(Stored data entries)
|---|

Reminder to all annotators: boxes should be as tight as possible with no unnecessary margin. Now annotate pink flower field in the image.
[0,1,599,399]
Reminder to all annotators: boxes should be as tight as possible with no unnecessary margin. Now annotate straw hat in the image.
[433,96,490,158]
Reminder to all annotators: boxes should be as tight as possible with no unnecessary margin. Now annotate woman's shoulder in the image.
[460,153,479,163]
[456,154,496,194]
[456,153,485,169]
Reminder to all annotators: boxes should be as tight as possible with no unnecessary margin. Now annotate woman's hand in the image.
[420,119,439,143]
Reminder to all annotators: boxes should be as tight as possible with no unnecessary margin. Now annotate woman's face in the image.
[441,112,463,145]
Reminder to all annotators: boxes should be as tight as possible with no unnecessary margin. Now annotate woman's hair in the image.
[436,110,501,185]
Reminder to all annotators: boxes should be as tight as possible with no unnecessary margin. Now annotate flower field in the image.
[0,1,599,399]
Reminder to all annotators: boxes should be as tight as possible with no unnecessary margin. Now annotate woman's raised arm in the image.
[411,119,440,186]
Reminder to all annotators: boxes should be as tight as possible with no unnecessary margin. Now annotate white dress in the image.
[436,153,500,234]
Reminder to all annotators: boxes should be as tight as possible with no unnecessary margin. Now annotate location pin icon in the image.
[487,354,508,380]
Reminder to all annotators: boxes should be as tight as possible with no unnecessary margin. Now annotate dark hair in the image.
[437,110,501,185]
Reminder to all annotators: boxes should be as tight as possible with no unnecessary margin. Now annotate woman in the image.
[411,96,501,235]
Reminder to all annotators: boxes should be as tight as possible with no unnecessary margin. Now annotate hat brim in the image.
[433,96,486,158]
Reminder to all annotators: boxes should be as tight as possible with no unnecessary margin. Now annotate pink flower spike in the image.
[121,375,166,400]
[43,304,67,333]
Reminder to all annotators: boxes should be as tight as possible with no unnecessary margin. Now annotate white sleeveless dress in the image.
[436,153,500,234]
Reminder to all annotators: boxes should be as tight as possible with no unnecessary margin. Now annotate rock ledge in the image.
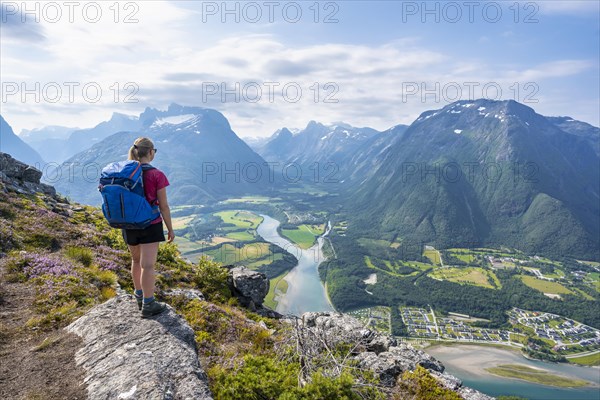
[66,293,212,400]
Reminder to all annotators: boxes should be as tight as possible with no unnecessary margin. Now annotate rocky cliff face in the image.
[66,291,213,400]
[0,152,55,196]
[296,312,494,400]
[62,265,494,400]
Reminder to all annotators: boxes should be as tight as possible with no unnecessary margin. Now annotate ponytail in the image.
[128,144,139,161]
[128,138,154,161]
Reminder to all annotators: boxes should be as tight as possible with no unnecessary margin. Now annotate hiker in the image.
[123,137,175,318]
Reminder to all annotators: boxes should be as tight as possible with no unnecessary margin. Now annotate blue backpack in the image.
[98,160,160,229]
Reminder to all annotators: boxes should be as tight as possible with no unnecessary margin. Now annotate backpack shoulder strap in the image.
[141,163,156,172]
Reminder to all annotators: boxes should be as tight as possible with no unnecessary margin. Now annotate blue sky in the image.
[1,1,598,138]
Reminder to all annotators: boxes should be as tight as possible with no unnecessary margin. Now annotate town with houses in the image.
[348,306,600,357]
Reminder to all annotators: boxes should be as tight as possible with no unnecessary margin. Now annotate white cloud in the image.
[1,2,598,137]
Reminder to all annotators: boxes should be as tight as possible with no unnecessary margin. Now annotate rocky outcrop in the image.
[66,292,213,400]
[164,288,205,301]
[298,312,494,400]
[225,265,269,309]
[0,152,77,217]
[0,152,55,196]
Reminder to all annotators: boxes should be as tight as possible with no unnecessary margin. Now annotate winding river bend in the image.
[256,214,335,315]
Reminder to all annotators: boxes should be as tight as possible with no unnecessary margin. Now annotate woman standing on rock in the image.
[123,137,174,318]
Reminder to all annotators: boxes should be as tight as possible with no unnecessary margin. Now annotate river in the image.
[427,345,600,399]
[256,214,335,315]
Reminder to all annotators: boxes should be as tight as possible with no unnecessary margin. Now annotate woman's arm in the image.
[156,187,174,242]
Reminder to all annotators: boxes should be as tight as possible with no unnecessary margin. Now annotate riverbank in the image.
[256,214,334,315]
[427,344,600,400]
[485,364,589,387]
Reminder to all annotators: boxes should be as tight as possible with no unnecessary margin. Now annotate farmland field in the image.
[264,271,289,309]
[281,224,325,249]
[428,267,501,289]
[171,215,195,230]
[214,210,263,229]
[519,275,573,295]
[203,242,273,266]
[222,196,274,204]
[365,256,423,277]
[423,248,441,266]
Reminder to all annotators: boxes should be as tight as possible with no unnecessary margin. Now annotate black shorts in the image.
[122,222,165,246]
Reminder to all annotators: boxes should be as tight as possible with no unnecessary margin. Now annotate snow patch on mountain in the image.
[152,114,197,127]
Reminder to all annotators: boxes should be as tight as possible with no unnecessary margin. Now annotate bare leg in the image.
[128,244,142,291]
[139,242,159,298]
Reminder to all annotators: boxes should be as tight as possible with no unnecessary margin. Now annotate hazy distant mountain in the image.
[19,113,141,164]
[346,99,600,260]
[242,136,269,151]
[19,125,79,164]
[257,121,382,167]
[20,125,77,141]
[546,116,600,156]
[52,104,272,206]
[0,116,45,167]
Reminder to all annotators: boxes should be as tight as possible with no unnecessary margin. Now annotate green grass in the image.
[423,249,441,266]
[407,261,435,271]
[485,364,590,387]
[365,256,421,277]
[572,287,595,300]
[519,275,573,295]
[174,236,206,254]
[204,242,272,266]
[544,269,565,279]
[263,272,289,309]
[214,210,263,229]
[222,196,273,204]
[225,231,255,241]
[586,272,600,292]
[281,224,322,249]
[568,353,600,366]
[171,215,196,230]
[428,267,500,289]
[246,252,283,269]
[577,260,600,267]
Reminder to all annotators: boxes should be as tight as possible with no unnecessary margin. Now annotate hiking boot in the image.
[134,295,143,311]
[141,299,167,318]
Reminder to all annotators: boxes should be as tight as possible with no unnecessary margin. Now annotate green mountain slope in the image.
[346,99,599,260]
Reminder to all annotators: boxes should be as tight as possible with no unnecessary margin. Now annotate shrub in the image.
[0,203,16,219]
[208,355,299,400]
[65,246,94,267]
[209,355,379,400]
[4,253,79,281]
[392,366,462,400]
[157,242,181,268]
[0,224,21,251]
[22,232,61,251]
[103,229,128,251]
[193,256,231,303]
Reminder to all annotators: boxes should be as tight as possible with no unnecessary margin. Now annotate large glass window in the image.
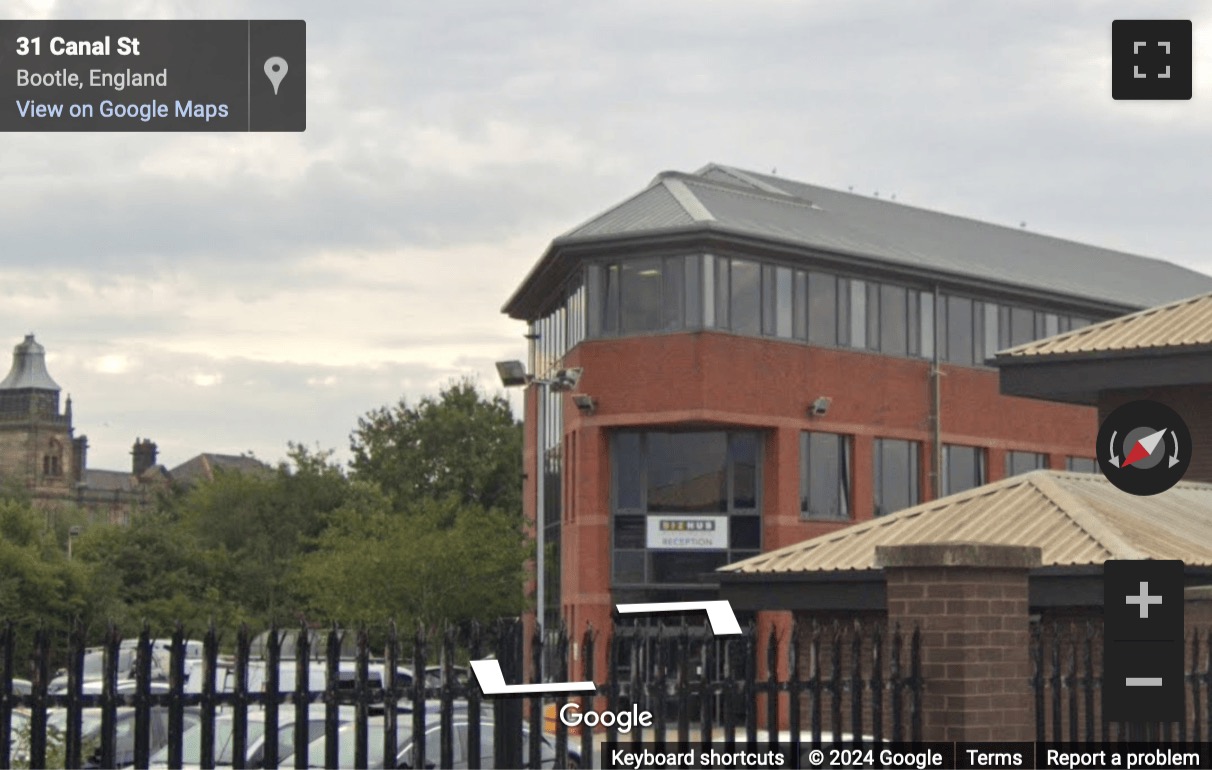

|---|

**Problem to work on:** Repeat the records in full, precisely, and keep the pictures out.

**Answer to the exercise:**
Reminder to all annotators: boxes should be as tight as possible with no unnecessary margin. Now annotate pink flower field in the image.
[0,1,599,399]
Reminder to all annotators: boxes should be as tight as possible with no unnecessary margin. Now annotate straw hat in the image.
[433,96,490,158]
Reminder to all annotators: boxes should be as tight as possible with no unnecessary margin. Now annotate woman's shoulder in the image.
[460,153,479,163]
[456,154,496,194]
[456,153,485,169]
Reminder to all annotators: boxes should be as tight as possible with no unnecessary margin. Now annotate woman's hand in the image.
[420,119,439,143]
Reminder to all annotators: boxes should be as tight as possible with no unnecessary margin. Now annotate woman's face in the image.
[441,112,463,145]
Reminder to all annotators: boxes should be as tight as possible with no unnecessary margin. Now annotate woman's hair in the image.
[436,110,501,185]
Reminder to all annotators: boxes should be as tight as possible with no unnecessary margin. Now annotate flower field in the image.
[0,1,599,399]
Reminder to all annotators: boxes should be as tight as possible with no unnecessary margin. Now annotate woman's raised arm in the image.
[411,119,440,186]
Reminder to all annotators: boxes should be as tight as possible with no unnecessary margin. Now annotate white dress in the image.
[436,153,500,234]
Reminder to all annotators: boxes should be as tight as possible with no unnecessary margin. Now annotate location pin icon in the image.
[487,354,508,380]
Reminder to all annotators: boxes should be as tight as possible with no unnecessary margin. Now annotate dark hair in the image.
[437,110,501,185]
Reminder to all annotators: boxes should be as tight as possible with no unnecessary margin. Now annotate woman in the image.
[411,96,501,235]
Reminder to all annotators: boxes should be as tight as possible with no unnecessary margin. Now annotate hat brim in the image.
[433,96,486,158]
Reminder to all annotators: boxes should be as tight as possible with no unnecessary margin. Now annotate pink flower spike in the image.
[121,375,166,400]
[43,304,67,333]
Reminder to all annotators: boxes should be as tight as possible with no unnecessary margin. Now annotate white sleeveless dress in the image.
[436,153,500,234]
Reminder to all annotators: boxes should be as tight as possible with no unnecessary margin. Now annotate rock ledge in the image.
[66,293,212,400]
Reminder to all annotators: boxes should be as tight as possible with no unnecessary margin. Now annotate rocky cliff face in the image.
[66,291,213,400]
[0,152,55,196]
[296,312,494,400]
[62,265,494,400]
Reminder to all annotators: boxes should be as tight as possible with no unnecessary margin. Now annotate ponytail in the image.
[128,144,139,161]
[128,138,154,161]
Reminder to all annotators: boxes should be as tight as possible with no unnecessary margin. Now annotate hiker in the image.
[123,137,175,318]
Reminder to all annotators: boxes should be as tight as possible with no unnecessary margin. Now annotate blue backpack in the image.
[98,160,160,229]
Reminder to all annotators: boxes should be as tight as possible with no unnecessary margin. Now annotate backpack shoulder strap in the image.
[141,163,156,172]
Reminder to all annotators: boxes should be as tight as possible with no unnecessary margin. Now annotate blue sky in the image.
[1,1,598,138]
Reminder to all annotators: boxes should be as tight as possible with no unnecessary margin. Now annotate town with houses in the image.
[348,306,600,357]
Reminder to all annotators: boxes should be as tight as possible with no unnecessary margin. Now annotate white cloud in the image.
[1,2,598,137]
Reminder to all annotators: boxes should be as tight as possible with no unnecessary margin. Now annotate rocky outcrop in the image.
[66,292,213,400]
[164,288,205,301]
[298,312,494,400]
[225,265,269,309]
[0,152,77,217]
[0,152,55,196]
Reminder to all annotators: boxes should be as tight as possible with no unnecessary margin. Now annotate winding river bend in the image.
[256,214,335,315]
Reminder to all annotators: boxes should be as tight as possible with no unnecessary margin. Now annotate woman standing on rock in the image.
[123,137,174,318]
Reminder to all annotators: boxes should be as tight as possible with no unnecessary margin. Now annotate river in the image.
[427,345,600,399]
[256,214,335,315]
Reminder to all annotators: boxes should be as tight as possible with no unnecessary margin. Now annotate woman's arm in the image.
[156,187,174,242]
Reminder to all annotators: boxes should be as tight as possible with no unnecessary margin. Now annotate riverbank in the image.
[256,214,334,315]
[427,344,600,400]
[485,364,589,387]
Reminder to all annotators: boxes should be as tight as possible with no unnecessary margin. Now annotate farmland field in the image.
[264,271,289,309]
[281,224,325,249]
[428,267,501,289]
[171,215,195,230]
[214,210,263,229]
[519,275,573,295]
[203,242,273,266]
[222,196,274,204]
[365,256,423,277]
[423,248,441,266]
Reminder to all annotators: boxes should be as tight as possible with no unnecessary margin. Now annotate black shorts in the image.
[122,222,165,246]
Reminder to all annotators: boxes should be as tight as possible with no unnecessary margin. Now annotate snow patch on mountain in the image.
[152,114,197,127]
Reminder to all annotators: boxes should be as tight as possible with no unnecessary margin. Now annotate bare leg in the image.
[128,244,142,291]
[139,242,159,298]
Reminder to all annotators: boxes should be as tight as possible with no unnecessary margin. Now annotate hazy distant mountain in the image.
[19,113,141,164]
[346,99,600,260]
[242,136,269,151]
[19,125,79,164]
[257,121,382,167]
[20,125,77,141]
[546,116,600,156]
[52,104,272,206]
[0,116,45,167]
Reminder to all annotators: boxes should be as tight as possible with no unnecessary margin. Now annotate green grass in the image.
[423,249,441,266]
[407,261,435,271]
[485,364,590,387]
[365,256,421,277]
[572,287,595,300]
[519,275,573,295]
[174,236,206,254]
[204,242,272,266]
[544,269,565,279]
[263,272,289,309]
[214,210,263,229]
[222,196,273,204]
[225,231,255,241]
[586,272,600,292]
[281,224,322,249]
[568,353,600,366]
[171,215,196,230]
[428,267,500,289]
[246,252,283,269]
[577,260,600,267]
Reminder to all annotators: boxes should be as tight as possible with no unnecessary margin. Now annotate hiking boot in the image.
[134,295,143,311]
[141,299,167,318]
Reminder to all annotators: boxes should be as tight as possible with no unnecessary margin. Now annotate green mountain slope in the image.
[346,99,599,260]
Reminder to all annotators: boxes should be as tight as possible with no unnecessary margin. Now annotate shrub in the image.
[0,203,16,219]
[208,355,299,400]
[65,246,94,267]
[209,355,379,400]
[4,253,79,281]
[392,366,462,400]
[157,242,181,268]
[0,224,21,251]
[22,232,61,251]
[103,229,128,251]
[193,256,231,303]
Reminder to all annotators: boxes should be as tight as possible with no unnecessary margin. Now annotate large glass window in the image.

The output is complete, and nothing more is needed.